▶ [Task]: Rewrite the rows below as a Markdown table with two columns, No. and Text. Number each line in No., put the line itself in Text, and leave out blank lines.

▶ [Data shown]:
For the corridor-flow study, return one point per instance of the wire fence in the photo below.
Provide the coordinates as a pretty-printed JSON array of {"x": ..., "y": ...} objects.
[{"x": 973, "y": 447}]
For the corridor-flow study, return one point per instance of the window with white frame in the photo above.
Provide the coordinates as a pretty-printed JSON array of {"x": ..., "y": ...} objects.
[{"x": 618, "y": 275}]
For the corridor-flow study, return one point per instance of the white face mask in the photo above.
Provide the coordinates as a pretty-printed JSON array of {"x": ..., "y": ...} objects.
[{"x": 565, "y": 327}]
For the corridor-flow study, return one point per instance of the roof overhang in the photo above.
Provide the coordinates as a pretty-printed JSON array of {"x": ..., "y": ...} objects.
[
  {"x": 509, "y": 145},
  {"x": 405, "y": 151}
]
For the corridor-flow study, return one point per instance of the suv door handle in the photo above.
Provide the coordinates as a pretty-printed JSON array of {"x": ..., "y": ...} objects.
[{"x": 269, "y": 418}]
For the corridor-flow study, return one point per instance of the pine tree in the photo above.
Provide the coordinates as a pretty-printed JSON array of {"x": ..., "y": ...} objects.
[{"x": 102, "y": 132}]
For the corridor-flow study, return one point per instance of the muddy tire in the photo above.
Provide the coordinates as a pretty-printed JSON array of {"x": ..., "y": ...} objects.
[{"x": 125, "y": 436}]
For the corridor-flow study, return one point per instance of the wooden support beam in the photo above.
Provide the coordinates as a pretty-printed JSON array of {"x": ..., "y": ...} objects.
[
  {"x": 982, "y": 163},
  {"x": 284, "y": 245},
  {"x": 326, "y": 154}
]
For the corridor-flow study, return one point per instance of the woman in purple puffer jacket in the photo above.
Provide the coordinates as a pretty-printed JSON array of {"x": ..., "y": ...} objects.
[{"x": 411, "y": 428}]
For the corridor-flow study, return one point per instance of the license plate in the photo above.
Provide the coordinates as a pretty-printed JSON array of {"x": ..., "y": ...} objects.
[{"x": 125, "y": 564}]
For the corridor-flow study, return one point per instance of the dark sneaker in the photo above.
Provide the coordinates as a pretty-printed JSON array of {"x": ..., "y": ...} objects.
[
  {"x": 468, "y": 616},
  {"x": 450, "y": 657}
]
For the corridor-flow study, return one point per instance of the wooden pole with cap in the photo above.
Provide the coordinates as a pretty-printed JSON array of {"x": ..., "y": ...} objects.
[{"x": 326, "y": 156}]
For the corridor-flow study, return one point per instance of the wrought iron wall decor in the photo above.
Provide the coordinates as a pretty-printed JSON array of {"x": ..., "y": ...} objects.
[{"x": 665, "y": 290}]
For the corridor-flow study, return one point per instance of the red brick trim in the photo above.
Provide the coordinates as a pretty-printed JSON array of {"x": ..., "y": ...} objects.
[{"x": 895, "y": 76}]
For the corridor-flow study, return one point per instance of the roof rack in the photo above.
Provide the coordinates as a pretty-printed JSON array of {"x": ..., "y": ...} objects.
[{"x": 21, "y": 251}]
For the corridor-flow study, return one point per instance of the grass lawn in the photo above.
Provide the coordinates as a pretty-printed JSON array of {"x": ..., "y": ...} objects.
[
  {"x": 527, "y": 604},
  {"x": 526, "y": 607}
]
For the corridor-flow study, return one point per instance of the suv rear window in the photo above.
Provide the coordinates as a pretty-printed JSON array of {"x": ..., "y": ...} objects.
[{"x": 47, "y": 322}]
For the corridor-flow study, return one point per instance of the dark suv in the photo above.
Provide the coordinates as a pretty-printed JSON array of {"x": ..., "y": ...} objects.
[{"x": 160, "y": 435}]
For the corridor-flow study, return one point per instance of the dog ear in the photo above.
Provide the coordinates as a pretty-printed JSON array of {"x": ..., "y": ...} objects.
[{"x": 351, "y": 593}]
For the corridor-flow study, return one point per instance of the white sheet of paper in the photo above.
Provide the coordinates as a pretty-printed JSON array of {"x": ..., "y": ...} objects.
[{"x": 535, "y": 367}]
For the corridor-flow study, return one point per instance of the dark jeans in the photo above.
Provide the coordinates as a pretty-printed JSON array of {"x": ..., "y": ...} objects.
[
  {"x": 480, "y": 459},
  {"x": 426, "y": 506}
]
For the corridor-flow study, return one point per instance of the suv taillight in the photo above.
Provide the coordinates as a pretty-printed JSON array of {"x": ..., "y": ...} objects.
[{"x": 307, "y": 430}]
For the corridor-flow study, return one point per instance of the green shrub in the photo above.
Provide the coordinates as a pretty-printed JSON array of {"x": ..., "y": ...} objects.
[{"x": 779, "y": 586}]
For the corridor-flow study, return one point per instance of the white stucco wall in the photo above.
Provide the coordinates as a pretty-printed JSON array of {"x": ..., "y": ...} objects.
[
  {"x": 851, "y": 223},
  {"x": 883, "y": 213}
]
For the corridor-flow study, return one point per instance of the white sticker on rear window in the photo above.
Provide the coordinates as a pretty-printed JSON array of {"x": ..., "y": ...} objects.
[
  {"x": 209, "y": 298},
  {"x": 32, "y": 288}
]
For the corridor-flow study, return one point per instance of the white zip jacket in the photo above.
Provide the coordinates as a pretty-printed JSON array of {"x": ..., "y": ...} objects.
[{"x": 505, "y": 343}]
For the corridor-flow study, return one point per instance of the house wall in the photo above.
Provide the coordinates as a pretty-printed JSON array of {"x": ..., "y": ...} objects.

▶ [Output for this exercise]:
| No. | Text |
|---|---|
| 1 | For the corridor-flow study, return one point per instance of the wire fence in the photo below. |
| 2 | Provide the coordinates as a pretty-printed JSON array of {"x": ..., "y": ...} objects. |
| 3 | [{"x": 973, "y": 447}] |
| 4 | For the corridor-flow study, return one point per instance of the window with white frame in the photo above. |
| 5 | Provide the coordinates as a pretty-printed JSON array of {"x": ..., "y": ...} objects. |
| 6 | [{"x": 618, "y": 275}] |
| 7 | For the corridor-flow study, return one point per instance of the white face mask in the photo above. |
| 8 | Provide the coordinates as a pretty-printed JSON array of {"x": ..., "y": ...} objects. |
| 9 | [{"x": 565, "y": 327}] |
| 10 | For the corridor-flow study, return one point per instance of the roof overhang in the photo above. |
| 11 | Provide the coordinates as a pretty-printed JSON array of {"x": ..., "y": ...} objects. |
| 12 | [ |
| 13 |   {"x": 509, "y": 145}, |
| 14 |   {"x": 405, "y": 151} |
| 15 | ] |
| 16 | For the corridor-flow study, return one point per instance of the suv door handle in the photo above. |
| 17 | Provide the coordinates as a pretty-printed JSON array of {"x": ..., "y": ...} objects. |
| 18 | [{"x": 269, "y": 418}] |
| 19 | For the corridor-flow study, return one point per instance of the pine tree in the photo above. |
| 20 | Provide the coordinates as a pretty-printed JSON array of {"x": ..., "y": ...} objects. |
| 21 | [{"x": 102, "y": 132}] |
| 22 | For the corridor-flow study, return one point per instance of the muddy tire in the photo above. |
| 23 | Provide the coordinates as a pretty-printed JSON array of {"x": ..., "y": ...} objects. |
| 24 | [{"x": 125, "y": 436}] |
| 25 | For the corridor-flow study, return one point per instance of the wooden support beam in the photo above. |
| 26 | Provide the coordinates as a pretty-printed JSON array of {"x": ..., "y": ...} objects. |
| 27 | [ |
| 28 |   {"x": 982, "y": 163}, |
| 29 |   {"x": 284, "y": 245}, |
| 30 |   {"x": 326, "y": 154} |
| 31 | ] |
| 32 | For the corridor-flow study, return one point per instance of the woman in purple puffer jacket in the photo above. |
| 33 | Provide the coordinates as a pretty-printed JSON array of {"x": ..., "y": ...} objects. |
| 34 | [{"x": 411, "y": 428}] |
| 35 | For the corridor-flow study, return one point per instance of the license plate in the photo above. |
| 36 | Provide the coordinates as a pretty-printed JSON array of {"x": ..., "y": ...} objects. |
| 37 | [{"x": 125, "y": 564}] |
| 38 | For the corridor-flow study, return one point per instance of the dark sneaker in the photo above. |
| 39 | Provide the coordinates as a pretty-printed JSON array of {"x": ..., "y": ...} objects. |
| 40 | [ |
| 41 |   {"x": 468, "y": 616}, |
| 42 |   {"x": 450, "y": 657} |
| 43 | ] |
| 44 | For the corridor-flow study, return one point per instance of the wooden pole with cap in the photo above. |
| 45 | Provide the coordinates as a pretty-printed JSON array of {"x": ..., "y": ...} objects. |
| 46 | [{"x": 326, "y": 156}] |
| 47 | For the corridor-flow study, return one point per instance of the wrought iron wall decor in the photo above. |
| 48 | Provide the coordinates as a pretty-printed JSON array of {"x": ..., "y": ...} objects. |
| 49 | [{"x": 665, "y": 290}] |
| 50 | For the corridor-flow study, return one point per instance of the red brick trim in the photo above. |
| 51 | Provide the coordinates as a pretty-printed JSON array of {"x": ..., "y": ...} objects. |
| 52 | [{"x": 895, "y": 76}] |
| 53 | For the corridor-flow study, return one point per instance of the roof rack in the photo above. |
| 54 | Provide the coordinates as a pretty-printed JSON array of {"x": ..., "y": ...} objects. |
| 55 | [{"x": 21, "y": 251}] |
| 56 | For the corridor-flow study, return one point per instance of the grass lawn in the photo above. |
| 57 | Provide the coordinates as a pretty-printed JSON array of {"x": ..., "y": ...} objects. |
| 58 | [ |
| 59 |   {"x": 527, "y": 604}, |
| 60 |   {"x": 526, "y": 607} |
| 61 | ] |
| 62 | For the corridor-flow study, return one point per instance of the suv rear window in the photo above. |
| 63 | Provide the coordinates as a pretty-printed JSON array of {"x": ..., "y": ...} objects. |
| 64 | [{"x": 47, "y": 322}] |
| 65 | For the corridor-flow study, return one point per instance of the dark suv in the photo above. |
| 66 | Provide the coordinates as a pretty-printed JSON array of {"x": ..., "y": ...} objects. |
| 67 | [{"x": 160, "y": 435}] |
| 68 | For the corridor-flow study, return one point per instance of the dog ear in the photo above. |
| 69 | Provide the coordinates as a pretty-printed JSON array of {"x": ..., "y": ...} objects. |
| 70 | [{"x": 351, "y": 593}] |
| 71 | For the corridor-flow study, return one point per instance of the white sheet of paper in the photo above. |
| 72 | Provide the coordinates as a pretty-printed JSON array of {"x": ..., "y": ...} objects. |
| 73 | [{"x": 535, "y": 367}] |
| 74 | For the corridor-flow study, return one point per instance of the dark jeans in the photo above. |
| 75 | Provide the coordinates as a pretty-printed JSON array of {"x": ..., "y": ...} objects. |
| 76 | [ |
| 77 |   {"x": 480, "y": 459}, |
| 78 |   {"x": 426, "y": 506} |
| 79 | ] |
| 80 | For the corridor-flow study, return one point per instance of the suv taillight in the photo above. |
| 81 | Provide the coordinates as a pretty-printed JSON array of {"x": ..., "y": ...} objects. |
| 82 | [{"x": 307, "y": 430}] |
| 83 | For the corridor-flow study, return one point per instance of the green shrub in the photo above. |
| 84 | Provide the coordinates as a pretty-printed JSON array of {"x": ..., "y": ...} objects. |
| 85 | [{"x": 779, "y": 586}] |
| 86 | For the corridor-flow study, return one point per instance of the white stucco wall in the photo above. |
| 87 | Provide the coordinates as a pretty-printed JSON array of {"x": ..., "y": ...} objects. |
| 88 | [ |
| 89 |   {"x": 851, "y": 223}, |
| 90 |   {"x": 883, "y": 213} |
| 91 | ] |
| 92 | For the corridor-flow study, return one point per instance of the white sticker on rear window in the photo above. |
| 93 | Provide the coordinates as a pretty-printed JSON array of {"x": ..., "y": ...} objects. |
| 94 | [ |
| 95 |   {"x": 209, "y": 298}, |
| 96 |   {"x": 32, "y": 288} |
| 97 | ] |
| 98 | For the corridor-flow study, return one point per instance of the white zip jacket in the photo above. |
| 99 | Provide the coordinates as a pretty-printed JSON array of {"x": ..., "y": ...} objects. |
| 100 | [{"x": 505, "y": 343}] |
| 101 | For the corridor-flow study, return one point per instance of the house wall in the photo above. |
| 102 | Provide the coordinates as a pretty-printed JSON array of {"x": ..., "y": ...} objects. |